(Records contained in a dataset)

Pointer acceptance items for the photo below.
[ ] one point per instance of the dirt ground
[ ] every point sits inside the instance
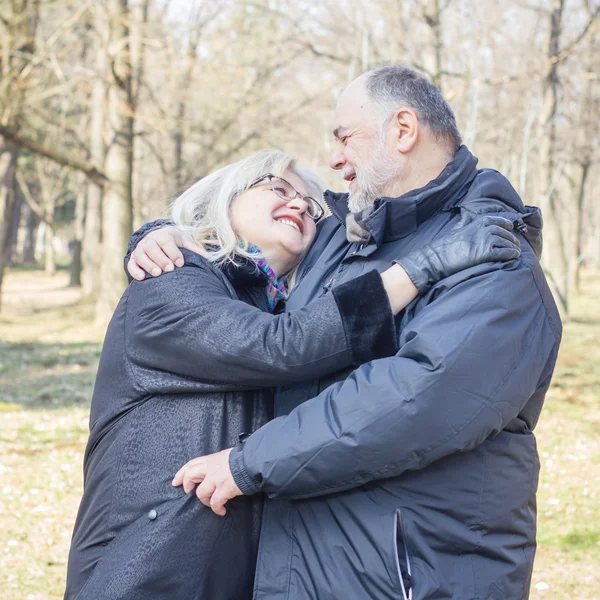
(49, 349)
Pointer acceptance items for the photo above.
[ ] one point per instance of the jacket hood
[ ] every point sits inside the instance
(491, 192)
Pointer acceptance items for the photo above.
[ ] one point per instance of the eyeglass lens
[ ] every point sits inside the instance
(287, 191)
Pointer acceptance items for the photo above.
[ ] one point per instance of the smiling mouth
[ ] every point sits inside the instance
(350, 177)
(291, 223)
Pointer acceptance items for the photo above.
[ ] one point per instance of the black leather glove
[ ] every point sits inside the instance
(485, 239)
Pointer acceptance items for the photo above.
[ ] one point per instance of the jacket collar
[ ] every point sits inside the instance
(394, 218)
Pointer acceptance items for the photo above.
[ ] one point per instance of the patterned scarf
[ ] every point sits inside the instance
(277, 286)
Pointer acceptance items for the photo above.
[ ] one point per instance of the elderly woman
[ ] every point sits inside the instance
(186, 368)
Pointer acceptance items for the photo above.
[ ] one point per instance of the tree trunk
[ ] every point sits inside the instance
(555, 255)
(578, 238)
(75, 244)
(22, 22)
(432, 15)
(92, 239)
(32, 222)
(75, 267)
(117, 210)
(49, 255)
(14, 228)
(8, 202)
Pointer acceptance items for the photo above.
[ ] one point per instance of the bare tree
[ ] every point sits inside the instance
(18, 46)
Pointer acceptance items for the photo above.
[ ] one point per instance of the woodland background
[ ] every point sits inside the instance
(110, 108)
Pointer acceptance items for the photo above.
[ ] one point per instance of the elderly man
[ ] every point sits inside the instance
(414, 476)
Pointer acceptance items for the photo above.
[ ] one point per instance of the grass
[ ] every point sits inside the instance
(49, 349)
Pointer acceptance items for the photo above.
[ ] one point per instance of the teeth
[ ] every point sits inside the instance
(289, 222)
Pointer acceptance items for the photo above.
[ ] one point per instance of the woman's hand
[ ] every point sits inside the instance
(485, 239)
(212, 475)
(158, 251)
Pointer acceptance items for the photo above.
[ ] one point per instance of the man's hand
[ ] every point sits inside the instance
(158, 251)
(212, 473)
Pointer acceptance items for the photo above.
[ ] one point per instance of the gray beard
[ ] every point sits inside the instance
(373, 181)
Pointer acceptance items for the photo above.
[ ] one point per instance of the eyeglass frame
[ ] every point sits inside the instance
(306, 199)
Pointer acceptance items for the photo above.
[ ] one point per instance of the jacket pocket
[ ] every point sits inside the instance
(403, 564)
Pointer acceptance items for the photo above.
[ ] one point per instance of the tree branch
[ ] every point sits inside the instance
(85, 167)
(570, 47)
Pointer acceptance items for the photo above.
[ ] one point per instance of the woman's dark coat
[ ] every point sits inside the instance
(183, 373)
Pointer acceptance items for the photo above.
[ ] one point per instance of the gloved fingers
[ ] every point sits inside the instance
(489, 221)
(499, 232)
(505, 254)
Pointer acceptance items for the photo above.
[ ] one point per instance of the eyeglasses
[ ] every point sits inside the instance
(284, 189)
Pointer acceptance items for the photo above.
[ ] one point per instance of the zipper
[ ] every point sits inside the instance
(405, 579)
(333, 212)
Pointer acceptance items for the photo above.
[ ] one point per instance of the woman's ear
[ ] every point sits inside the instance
(407, 129)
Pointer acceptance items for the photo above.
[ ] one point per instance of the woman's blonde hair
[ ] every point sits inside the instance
(202, 211)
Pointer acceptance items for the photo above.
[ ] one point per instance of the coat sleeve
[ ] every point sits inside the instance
(187, 323)
(139, 234)
(468, 363)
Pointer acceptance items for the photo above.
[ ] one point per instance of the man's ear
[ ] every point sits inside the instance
(407, 129)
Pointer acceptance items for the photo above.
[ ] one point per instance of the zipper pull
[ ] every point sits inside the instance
(328, 286)
(520, 226)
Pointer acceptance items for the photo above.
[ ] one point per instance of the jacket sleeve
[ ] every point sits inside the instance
(469, 361)
(188, 324)
(139, 234)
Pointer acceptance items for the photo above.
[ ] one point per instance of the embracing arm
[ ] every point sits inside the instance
(468, 363)
(187, 323)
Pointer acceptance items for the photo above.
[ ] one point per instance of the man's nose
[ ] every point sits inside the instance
(337, 160)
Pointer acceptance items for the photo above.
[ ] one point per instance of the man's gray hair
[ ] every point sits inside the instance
(392, 86)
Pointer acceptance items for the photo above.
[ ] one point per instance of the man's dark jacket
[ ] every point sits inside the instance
(182, 374)
(414, 476)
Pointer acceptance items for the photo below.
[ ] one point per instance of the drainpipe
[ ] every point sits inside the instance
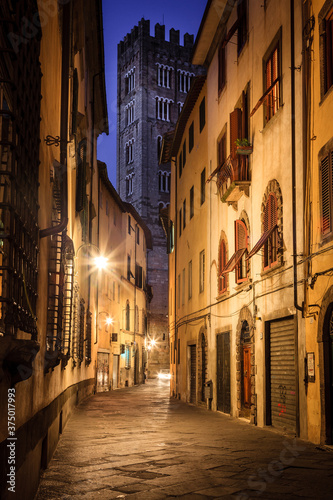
(293, 150)
(66, 19)
(175, 259)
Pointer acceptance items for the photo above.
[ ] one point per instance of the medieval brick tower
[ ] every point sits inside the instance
(154, 76)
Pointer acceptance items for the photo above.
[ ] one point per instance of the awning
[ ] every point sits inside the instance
(264, 237)
(232, 263)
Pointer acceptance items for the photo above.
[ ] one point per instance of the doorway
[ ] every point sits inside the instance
(223, 372)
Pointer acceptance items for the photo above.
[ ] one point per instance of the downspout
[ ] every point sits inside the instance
(175, 277)
(66, 20)
(293, 150)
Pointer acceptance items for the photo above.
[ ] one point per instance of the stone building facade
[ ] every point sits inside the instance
(154, 76)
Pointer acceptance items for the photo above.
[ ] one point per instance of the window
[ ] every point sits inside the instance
(241, 246)
(272, 83)
(129, 148)
(242, 24)
(326, 47)
(203, 186)
(128, 356)
(164, 181)
(129, 267)
(191, 202)
(270, 226)
(180, 165)
(180, 222)
(138, 276)
(163, 108)
(163, 75)
(222, 263)
(129, 108)
(130, 80)
(178, 290)
(159, 147)
(326, 184)
(190, 280)
(202, 271)
(202, 114)
(191, 137)
(184, 80)
(222, 69)
(222, 150)
(127, 316)
(184, 153)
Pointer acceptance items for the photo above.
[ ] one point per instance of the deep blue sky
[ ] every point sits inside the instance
(119, 17)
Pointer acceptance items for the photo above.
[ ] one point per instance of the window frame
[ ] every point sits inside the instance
(202, 271)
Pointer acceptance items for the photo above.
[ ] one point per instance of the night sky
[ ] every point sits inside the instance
(119, 17)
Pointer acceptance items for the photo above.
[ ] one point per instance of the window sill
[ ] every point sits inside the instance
(325, 239)
(267, 272)
(326, 96)
(223, 296)
(271, 122)
(240, 286)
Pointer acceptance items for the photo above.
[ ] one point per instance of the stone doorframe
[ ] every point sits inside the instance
(322, 340)
(245, 315)
(202, 332)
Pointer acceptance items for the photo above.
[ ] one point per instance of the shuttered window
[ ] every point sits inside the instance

[Work item]
All of the records should be output exactly as they stand, with pictures omitted.

[The completed task]
Pointer acceptance items for the photo below.
[ ] one point per instance of the dirt ground
[ ] every point sits inside the instance
(49, 349)
Pointer acceptance items for the photo above.
[ ] one point per instance of the jacket hood
[ ] every point sits inside the instance
(491, 192)
Pointer acceptance items for the photo above.
[ ] one point per instance of the eyeglass lens
[ ] every point sits inside the instance
(287, 191)
Pointer acceptance items for the photo above.
[ ] one point per instance of the smiling mouth
[ ] every point sits inside the instance
(350, 177)
(291, 223)
Pointer acceptance items for the photo above.
[ ] one point per instance of the black leather glove
[ ] every point sits inside the instance
(485, 239)
Pointer acceptance items for the photo above.
[ ] one point per instance of the jacket collar
[ ] every point sits inside the instance
(394, 218)
Pointer acceptance items for the photo above.
[ ] one point per instance of the patterned scarf
[ ] every point sits inside the instance
(277, 286)
Pointer acceptance items for the photo above.
[ ] one point per instance of the elderly woman
[ ] every point sits inside the instance
(186, 368)
Pointer acceptance items for the photo above.
[ ] one point per instance of the tree trunk
[ ] every point sits inside the instance
(555, 255)
(578, 238)
(75, 244)
(22, 22)
(432, 15)
(92, 239)
(32, 222)
(75, 267)
(117, 210)
(49, 255)
(14, 228)
(8, 202)
Pointer acceptance items for the photo above.
[ ] one point per instance of the bare tree
[ ] every point sits inside the instance
(18, 46)
Pointer acceptance items for the photo above.
[ ] one point per instance of the woodland background
[ ] every point sits inside the instance
(110, 108)
Pointer acceptance items for the photo above.
[ ] one point per instance of the elderly man
[ ] every point sits inside the instance
(414, 476)
Pointer acceptance items for the photo above.
[ ] one point per instance of the grass
[ ] every point sits inside the instance
(49, 349)
Pointer acceptance items for the photo above.
[ ] one point per instance of the teeth
[ ] every point sits inside the instance
(289, 222)
Pointer acceptance items for the photo above.
[ ] one point per instance of the woman's hand
[ ] every point sits inside the instance
(485, 239)
(212, 475)
(158, 251)
Pointer acceptance items for the photo above.
[ ] one point per instance of the man's hand
[ ] every point sits inside the instance
(158, 251)
(212, 473)
Pointer acceptance items for the photo above.
[ ] one point per instance of the gray beard
[ ] every point sits inside the instance
(373, 181)
Pointer acceptance items for the photo above.
[ ] one point per instance of the eyeglass frame
[ ] every point sits inside the instance
(306, 199)
Pointer acceptance items for the photo above.
[ ] one point per instance of the jacket pocket
[ ] every point sits inside the instance
(403, 564)
Pointer acceptance items for the photo above.
[ ] one point per instance of the tree branch
[ ] every point sits inside the instance
(85, 167)
(570, 47)
Pointer acceptance items for the photo above.
[ ] one point per instance of the woman's dark coat
[ ] every point sits inside the instance
(183, 373)
Pointer acceptance items for the photo above.
[ ] one point per instance of the gloved fingers
[ ] every point sits inside the instance
(489, 221)
(499, 232)
(505, 254)
Pointer acceptance items for the photo above.
[ ] one point per instance of the eyeglasses
[ ] every point sits inside the instance
(284, 189)
Pointer acceptance items for the photo above.
[ ] one point per instance of the zipper
[ ] every point sits inside the instance
(405, 579)
(333, 212)
Pointer acceptance items for the photo above.
[ ] one point per instance of the woman's ear
[ ] every point sits inside the instance
(407, 129)
Pointer acceptance items for the photo above.
[ ] one point per instance of the woman's blonde hair
[ ] every point sits inside the instance
(202, 211)
Pointer acceptance items for the photo above.
[ ] one point per instance of the coat sleeve
[ ] every point sits inside the instance
(187, 323)
(139, 234)
(468, 363)
Pointer acceptance items for the photo above.
[ ] one point per instance of the man's ear
[ ] every point sits inside the instance
(407, 129)
Pointer acceptance items for the photo above.
[ ] one point per instance of the zipper pull
[ ] every point sits inside the instance
(328, 286)
(520, 226)
Pointer acceptance items for the photo above.
[ ] one point per instance of the jacket sleeve
[ ] every point sits inside the instance
(469, 361)
(188, 324)
(139, 234)
Pointer acceptance items for the photo above.
[ ] one point per instance of the embracing arm
[ ] every point sits inside the instance
(468, 363)
(187, 323)
Pointer acceptance items for the photo above.
[ ] one point per instance of the man's nose
[ ] every point sits inside the instance
(337, 160)
Pointer acceptance items for the photo above.
[ ] one point per instance of the man's gray hair
[ ] every point sits inside the instance
(392, 86)
Pointer acceptance items for the photo above.
[ ] one point per instance of the man's dark jacket
[ ] every point sits inside the instance
(182, 374)
(414, 476)
Pointer acceptance items for the photo below.
[ ] one point per instance of the drainpipe
[ ] every point sits inside the instance
(293, 150)
(66, 19)
(175, 259)
Pointer acceptance items for the photo above.
[ ] one point per instance of the medieval brick tower
[ ] every point sits inside the instance
(154, 76)
Pointer acceptance items for the photo above.
[ ] one point per instance of the awning
[ ] every point sits inside the instance
(264, 237)
(232, 263)
Pointer acceptance items for the photo above.
[ ] one point per instance of the doorway
[ ] every point sits inside the instance
(223, 372)
Pointer acceptance items for the photo above.
[ ] one point per instance of the downspout
[ ] every point sits inside the instance
(175, 277)
(66, 20)
(293, 150)
Pointer acceptance items for the photo above.
[ ] one point per instance of the stone building facade
[ ] every point sits inside the instance
(154, 76)
Pointer acceptance items for the photo above.
[ ] one point per instance of the window
[ ] every point sits inside the instance
(241, 246)
(272, 83)
(129, 148)
(242, 24)
(326, 47)
(203, 186)
(128, 356)
(164, 181)
(129, 267)
(191, 202)
(270, 226)
(180, 165)
(180, 222)
(138, 276)
(163, 108)
(163, 75)
(222, 263)
(129, 108)
(130, 80)
(178, 290)
(159, 147)
(326, 184)
(190, 280)
(202, 271)
(202, 114)
(191, 137)
(184, 80)
(222, 69)
(222, 150)
(127, 316)
(184, 153)
Pointer acceptance items for the photo above.
[ ] one point per instance of the deep blue sky
[ ] every point sits inside the instance
(119, 17)
Pointer acceptance items for the photo above.
[ ] one point per instance of the window frame
[ ] every point sits inside the instance
(202, 271)
Pointer acceptance items for the photo above.
[ ] one point per instance of the night sky
[ ] every point sits inside the instance
(119, 17)
Pointer acceptance items for the photo above.
[ ] one point per instance of the window sill
[ ] every point sits inside the instance
(325, 239)
(267, 272)
(326, 96)
(223, 296)
(271, 122)
(240, 286)
Pointer acceptance items for the photo above.
[ ] one point per instance of the stone doorframe
[ ] every point sits inside the instance
(322, 340)
(245, 315)
(202, 332)
Pointer acceptance items for the photo above.
[ ] one point per instance of the shuttered window
[ ] every point sits inside the instance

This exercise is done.